— Start of Records —

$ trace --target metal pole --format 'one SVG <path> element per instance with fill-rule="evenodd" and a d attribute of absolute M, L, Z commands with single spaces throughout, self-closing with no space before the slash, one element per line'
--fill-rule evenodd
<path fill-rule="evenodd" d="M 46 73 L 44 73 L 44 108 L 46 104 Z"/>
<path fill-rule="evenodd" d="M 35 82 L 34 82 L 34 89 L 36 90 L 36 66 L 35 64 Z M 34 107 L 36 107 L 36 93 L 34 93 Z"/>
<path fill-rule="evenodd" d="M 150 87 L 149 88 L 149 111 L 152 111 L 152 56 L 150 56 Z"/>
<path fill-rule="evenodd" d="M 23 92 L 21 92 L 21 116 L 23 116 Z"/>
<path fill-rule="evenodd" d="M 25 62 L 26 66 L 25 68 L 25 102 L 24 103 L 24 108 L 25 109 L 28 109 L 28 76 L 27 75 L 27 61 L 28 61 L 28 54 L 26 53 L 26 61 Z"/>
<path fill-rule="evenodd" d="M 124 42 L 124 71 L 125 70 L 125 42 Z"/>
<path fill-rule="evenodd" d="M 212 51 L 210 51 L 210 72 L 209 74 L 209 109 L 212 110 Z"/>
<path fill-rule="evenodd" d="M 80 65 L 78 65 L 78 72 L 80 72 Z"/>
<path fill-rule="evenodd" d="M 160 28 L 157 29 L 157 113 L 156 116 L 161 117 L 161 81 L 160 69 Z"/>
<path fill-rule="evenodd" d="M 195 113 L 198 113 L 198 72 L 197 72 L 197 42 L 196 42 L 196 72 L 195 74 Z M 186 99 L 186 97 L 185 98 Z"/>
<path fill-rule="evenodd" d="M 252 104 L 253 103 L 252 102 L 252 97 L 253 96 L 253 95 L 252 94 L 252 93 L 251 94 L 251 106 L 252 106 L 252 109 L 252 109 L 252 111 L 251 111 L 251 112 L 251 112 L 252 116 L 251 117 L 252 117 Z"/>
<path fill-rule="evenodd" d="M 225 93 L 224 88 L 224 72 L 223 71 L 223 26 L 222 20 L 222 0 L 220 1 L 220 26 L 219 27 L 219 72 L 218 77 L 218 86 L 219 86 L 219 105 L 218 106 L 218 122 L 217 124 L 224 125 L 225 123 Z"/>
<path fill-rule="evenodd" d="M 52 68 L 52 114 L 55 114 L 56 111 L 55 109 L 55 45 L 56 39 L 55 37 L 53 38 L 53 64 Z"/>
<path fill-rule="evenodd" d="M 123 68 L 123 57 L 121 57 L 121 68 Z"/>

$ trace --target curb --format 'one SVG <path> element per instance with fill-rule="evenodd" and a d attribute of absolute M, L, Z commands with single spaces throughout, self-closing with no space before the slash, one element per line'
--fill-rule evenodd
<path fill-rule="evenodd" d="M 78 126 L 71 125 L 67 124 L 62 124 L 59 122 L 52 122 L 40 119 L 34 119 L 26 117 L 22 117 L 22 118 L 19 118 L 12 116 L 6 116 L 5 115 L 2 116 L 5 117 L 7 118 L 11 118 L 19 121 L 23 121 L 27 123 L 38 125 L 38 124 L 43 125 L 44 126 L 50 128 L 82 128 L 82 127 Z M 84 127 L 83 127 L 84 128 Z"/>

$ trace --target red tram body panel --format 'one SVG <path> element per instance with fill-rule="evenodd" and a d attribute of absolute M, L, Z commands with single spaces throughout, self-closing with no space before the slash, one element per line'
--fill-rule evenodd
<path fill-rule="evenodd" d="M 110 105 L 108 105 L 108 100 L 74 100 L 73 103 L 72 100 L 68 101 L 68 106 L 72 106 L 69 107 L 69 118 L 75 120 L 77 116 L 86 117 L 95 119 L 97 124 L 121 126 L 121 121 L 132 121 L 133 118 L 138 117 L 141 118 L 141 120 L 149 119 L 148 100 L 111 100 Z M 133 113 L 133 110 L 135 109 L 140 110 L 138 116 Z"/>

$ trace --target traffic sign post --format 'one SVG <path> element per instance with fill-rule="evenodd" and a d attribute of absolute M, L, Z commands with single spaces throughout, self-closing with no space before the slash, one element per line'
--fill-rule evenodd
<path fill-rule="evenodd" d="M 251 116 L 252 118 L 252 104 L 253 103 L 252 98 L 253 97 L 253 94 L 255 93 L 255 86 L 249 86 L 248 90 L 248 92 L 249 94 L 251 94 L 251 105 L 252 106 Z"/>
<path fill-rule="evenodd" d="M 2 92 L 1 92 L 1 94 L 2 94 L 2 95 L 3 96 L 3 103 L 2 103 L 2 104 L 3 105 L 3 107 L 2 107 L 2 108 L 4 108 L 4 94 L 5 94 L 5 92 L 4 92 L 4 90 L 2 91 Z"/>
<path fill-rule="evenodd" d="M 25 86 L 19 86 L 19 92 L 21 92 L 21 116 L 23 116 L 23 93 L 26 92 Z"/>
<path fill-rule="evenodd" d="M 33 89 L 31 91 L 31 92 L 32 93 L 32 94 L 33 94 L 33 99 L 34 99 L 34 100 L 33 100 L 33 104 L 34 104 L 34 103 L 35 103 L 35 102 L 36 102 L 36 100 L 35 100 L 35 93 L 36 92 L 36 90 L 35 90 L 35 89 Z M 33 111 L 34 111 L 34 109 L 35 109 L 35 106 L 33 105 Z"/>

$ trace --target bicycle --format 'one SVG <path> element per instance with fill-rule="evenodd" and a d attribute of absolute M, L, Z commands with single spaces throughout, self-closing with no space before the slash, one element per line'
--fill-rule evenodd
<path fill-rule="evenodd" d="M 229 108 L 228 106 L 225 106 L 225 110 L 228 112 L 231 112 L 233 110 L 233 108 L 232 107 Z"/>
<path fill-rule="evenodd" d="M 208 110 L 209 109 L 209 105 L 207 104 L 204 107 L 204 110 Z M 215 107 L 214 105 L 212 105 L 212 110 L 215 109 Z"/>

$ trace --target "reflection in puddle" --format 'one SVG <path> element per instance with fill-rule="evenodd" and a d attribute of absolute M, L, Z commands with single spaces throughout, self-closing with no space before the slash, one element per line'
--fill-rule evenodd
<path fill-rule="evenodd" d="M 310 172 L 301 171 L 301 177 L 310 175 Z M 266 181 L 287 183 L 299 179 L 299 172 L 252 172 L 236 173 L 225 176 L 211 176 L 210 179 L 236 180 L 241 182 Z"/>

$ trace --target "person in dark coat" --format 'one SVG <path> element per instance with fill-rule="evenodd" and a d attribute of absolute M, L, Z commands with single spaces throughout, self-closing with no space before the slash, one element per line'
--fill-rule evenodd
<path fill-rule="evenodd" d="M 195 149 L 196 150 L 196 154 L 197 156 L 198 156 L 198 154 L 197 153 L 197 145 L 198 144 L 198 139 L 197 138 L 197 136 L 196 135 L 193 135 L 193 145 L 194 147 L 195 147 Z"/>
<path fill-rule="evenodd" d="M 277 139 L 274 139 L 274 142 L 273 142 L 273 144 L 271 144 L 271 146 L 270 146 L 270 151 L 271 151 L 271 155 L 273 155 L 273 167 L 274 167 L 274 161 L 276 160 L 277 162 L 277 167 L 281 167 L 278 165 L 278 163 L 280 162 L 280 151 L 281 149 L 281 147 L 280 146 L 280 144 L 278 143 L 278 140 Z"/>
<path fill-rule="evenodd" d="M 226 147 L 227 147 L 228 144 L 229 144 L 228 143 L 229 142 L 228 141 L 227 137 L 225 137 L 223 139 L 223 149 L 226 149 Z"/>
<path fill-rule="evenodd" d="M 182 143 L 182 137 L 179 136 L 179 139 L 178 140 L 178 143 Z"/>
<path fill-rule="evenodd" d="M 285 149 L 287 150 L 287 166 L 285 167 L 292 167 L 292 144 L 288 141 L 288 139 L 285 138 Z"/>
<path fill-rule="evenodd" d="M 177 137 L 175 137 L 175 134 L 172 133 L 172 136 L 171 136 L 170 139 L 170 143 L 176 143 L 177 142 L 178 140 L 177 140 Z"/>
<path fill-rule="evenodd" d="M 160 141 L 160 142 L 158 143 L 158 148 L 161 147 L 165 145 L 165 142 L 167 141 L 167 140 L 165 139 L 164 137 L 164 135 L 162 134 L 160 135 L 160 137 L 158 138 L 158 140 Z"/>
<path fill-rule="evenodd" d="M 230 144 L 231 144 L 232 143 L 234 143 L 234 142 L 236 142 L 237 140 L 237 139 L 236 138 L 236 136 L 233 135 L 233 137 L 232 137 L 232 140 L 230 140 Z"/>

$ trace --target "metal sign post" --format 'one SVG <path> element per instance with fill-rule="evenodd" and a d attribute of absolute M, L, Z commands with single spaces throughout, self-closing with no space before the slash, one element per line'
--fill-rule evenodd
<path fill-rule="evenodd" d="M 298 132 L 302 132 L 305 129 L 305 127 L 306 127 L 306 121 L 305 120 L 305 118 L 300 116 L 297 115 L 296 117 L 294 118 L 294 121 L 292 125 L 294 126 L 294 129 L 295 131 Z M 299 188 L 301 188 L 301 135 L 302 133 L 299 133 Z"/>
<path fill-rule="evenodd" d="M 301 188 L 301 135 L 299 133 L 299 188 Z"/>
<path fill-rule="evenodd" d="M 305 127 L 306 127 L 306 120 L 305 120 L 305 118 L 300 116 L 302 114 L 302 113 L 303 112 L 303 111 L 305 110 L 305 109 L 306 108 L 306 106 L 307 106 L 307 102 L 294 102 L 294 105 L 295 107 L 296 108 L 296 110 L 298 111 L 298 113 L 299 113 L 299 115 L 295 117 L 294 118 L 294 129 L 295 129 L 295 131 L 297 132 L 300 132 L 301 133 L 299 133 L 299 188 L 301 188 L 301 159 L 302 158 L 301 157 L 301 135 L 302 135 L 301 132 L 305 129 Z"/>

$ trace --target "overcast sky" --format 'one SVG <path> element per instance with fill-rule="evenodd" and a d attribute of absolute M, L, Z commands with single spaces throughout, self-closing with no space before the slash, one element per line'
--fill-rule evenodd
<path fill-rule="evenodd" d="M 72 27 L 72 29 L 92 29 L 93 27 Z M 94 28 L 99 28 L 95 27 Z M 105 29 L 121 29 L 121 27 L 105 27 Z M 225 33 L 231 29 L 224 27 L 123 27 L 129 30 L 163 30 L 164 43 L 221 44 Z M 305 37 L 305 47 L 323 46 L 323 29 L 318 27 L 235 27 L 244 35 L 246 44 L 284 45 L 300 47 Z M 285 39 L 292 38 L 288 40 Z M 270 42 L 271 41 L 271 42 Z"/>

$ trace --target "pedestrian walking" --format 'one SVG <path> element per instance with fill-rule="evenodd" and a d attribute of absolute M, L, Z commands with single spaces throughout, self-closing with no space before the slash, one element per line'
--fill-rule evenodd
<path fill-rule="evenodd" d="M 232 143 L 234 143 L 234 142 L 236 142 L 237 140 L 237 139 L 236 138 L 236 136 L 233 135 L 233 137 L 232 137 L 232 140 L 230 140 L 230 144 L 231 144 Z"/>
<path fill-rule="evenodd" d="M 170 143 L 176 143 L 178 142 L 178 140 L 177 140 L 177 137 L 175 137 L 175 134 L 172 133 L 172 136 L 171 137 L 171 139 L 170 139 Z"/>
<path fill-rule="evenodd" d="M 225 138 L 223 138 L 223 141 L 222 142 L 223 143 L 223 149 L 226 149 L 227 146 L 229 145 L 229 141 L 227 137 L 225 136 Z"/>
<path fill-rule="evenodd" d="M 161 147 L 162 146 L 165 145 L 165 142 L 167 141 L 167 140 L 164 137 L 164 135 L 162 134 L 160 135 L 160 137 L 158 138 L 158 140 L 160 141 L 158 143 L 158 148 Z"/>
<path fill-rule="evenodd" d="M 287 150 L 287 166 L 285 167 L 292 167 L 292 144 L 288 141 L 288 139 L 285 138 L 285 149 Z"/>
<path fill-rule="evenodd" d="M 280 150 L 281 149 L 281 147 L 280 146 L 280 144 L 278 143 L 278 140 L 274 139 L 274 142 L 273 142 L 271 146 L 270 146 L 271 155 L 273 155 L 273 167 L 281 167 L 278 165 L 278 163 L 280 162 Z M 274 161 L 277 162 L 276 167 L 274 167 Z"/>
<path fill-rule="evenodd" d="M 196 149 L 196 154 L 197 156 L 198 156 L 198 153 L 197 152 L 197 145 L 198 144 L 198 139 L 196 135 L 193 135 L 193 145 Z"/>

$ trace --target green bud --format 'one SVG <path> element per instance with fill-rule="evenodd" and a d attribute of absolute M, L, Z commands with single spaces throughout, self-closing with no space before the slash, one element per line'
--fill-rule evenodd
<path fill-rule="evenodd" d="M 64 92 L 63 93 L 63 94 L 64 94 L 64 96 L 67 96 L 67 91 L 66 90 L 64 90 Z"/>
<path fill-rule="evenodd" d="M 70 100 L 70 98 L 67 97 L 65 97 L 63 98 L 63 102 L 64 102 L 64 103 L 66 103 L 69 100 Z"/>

— End of Records —

## Problem requirements
Please copy the data above verbatim, from the line with "trace --target bicycle" to the line with "208 110 L 209", including both of those lines.

## Exercise output
$ trace --target bicycle --format 'one SVG <path> element per instance with fill-rule="evenodd" and a d attribute of absolute M, L, Z commands with single spaces throughout, self-closing with no space before the slash, one element per line'
--fill-rule evenodd
<path fill-rule="evenodd" d="M 229 108 L 228 106 L 225 106 L 225 110 L 228 112 L 231 112 L 233 110 L 233 108 L 232 107 Z"/>
<path fill-rule="evenodd" d="M 208 110 L 209 109 L 209 105 L 207 104 L 204 107 L 204 110 Z M 215 107 L 214 105 L 212 105 L 212 110 L 215 109 Z"/>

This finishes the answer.